Décalez de 97 chaque coordonnée figurant dans les réponses, puis réécrivez intégralement les lignes en commençant à celle qui contient « Is any lake » et en terminant à celle qui contient « 0, 744, 866, 1225 », toutes deux comprises. Les autres valeurs restent inchangées.

▶ **Lignes**:
* * * * * * *

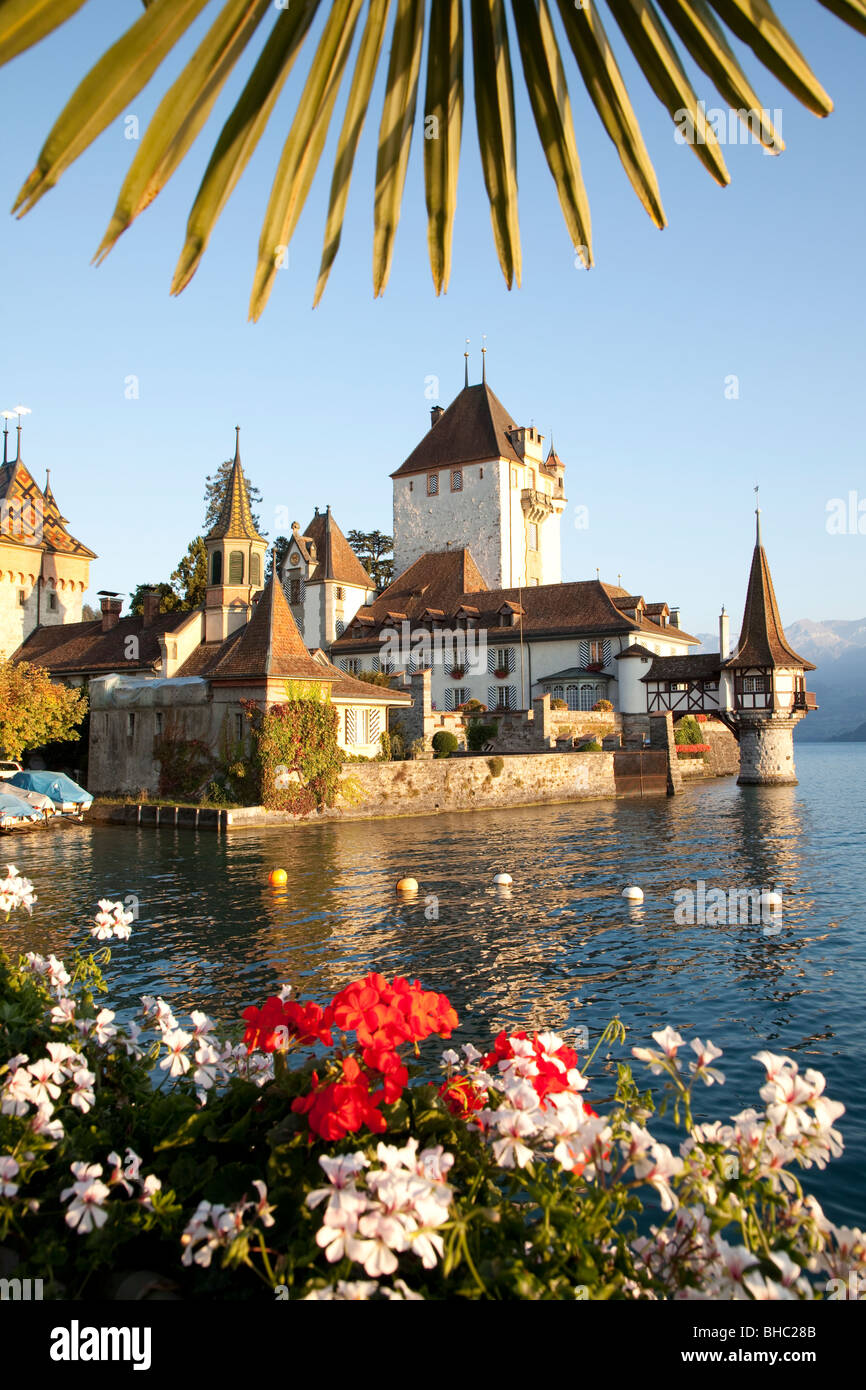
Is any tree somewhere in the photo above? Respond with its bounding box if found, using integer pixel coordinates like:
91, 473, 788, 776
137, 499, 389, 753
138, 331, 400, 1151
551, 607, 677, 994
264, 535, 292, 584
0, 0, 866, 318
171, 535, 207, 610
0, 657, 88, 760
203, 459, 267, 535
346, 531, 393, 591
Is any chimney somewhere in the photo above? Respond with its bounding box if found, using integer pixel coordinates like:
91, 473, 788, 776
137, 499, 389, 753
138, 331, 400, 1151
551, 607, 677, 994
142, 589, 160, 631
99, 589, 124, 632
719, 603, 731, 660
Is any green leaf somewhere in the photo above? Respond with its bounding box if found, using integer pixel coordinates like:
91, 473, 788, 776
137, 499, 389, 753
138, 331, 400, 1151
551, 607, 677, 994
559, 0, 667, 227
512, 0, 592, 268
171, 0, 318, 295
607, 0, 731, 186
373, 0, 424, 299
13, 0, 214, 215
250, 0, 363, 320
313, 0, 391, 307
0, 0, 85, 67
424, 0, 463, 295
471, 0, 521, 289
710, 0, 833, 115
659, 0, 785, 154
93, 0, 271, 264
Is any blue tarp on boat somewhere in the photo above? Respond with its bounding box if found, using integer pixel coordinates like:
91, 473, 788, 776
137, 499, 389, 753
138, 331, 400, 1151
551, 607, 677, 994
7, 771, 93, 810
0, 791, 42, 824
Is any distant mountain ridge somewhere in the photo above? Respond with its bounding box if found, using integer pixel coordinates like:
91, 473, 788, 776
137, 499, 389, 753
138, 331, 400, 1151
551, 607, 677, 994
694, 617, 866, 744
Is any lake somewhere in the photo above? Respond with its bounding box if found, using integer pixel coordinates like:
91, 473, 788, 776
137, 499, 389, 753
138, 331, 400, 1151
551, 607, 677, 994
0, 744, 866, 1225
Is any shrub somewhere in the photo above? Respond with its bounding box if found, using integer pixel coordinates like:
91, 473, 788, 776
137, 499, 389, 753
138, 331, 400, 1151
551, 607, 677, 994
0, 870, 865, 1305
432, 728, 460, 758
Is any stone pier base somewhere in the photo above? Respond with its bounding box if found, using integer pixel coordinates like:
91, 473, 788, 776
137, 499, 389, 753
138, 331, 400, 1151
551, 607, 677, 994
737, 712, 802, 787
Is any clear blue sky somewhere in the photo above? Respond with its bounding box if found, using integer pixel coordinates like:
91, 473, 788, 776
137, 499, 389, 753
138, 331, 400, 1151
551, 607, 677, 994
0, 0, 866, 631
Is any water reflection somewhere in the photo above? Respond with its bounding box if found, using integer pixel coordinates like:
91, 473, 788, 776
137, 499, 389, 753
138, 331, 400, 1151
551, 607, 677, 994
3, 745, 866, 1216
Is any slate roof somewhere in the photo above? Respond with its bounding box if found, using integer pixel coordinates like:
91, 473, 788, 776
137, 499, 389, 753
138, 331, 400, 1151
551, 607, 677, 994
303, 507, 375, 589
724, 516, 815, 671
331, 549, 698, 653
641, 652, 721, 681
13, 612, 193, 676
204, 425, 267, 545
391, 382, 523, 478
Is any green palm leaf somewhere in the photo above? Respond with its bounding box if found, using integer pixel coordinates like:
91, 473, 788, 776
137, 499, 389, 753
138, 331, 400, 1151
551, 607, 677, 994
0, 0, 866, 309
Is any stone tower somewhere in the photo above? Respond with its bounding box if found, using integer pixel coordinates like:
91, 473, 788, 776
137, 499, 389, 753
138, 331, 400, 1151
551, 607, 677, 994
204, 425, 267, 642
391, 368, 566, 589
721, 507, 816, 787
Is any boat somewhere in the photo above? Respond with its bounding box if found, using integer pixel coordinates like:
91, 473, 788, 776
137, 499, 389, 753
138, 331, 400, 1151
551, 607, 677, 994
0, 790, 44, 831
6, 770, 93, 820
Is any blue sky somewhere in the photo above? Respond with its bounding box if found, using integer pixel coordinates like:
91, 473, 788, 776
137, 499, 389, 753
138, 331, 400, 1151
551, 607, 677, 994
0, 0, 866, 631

* * * * * * *

▶ **Corrigé**:
Is any lake somewhere in the photo above? Respond with its bounding box if found, using integer pixel coordinates like:
91, 473, 788, 776
137, 499, 389, 753
138, 331, 400, 1151
551, 607, 677, 994
97, 841, 963, 1322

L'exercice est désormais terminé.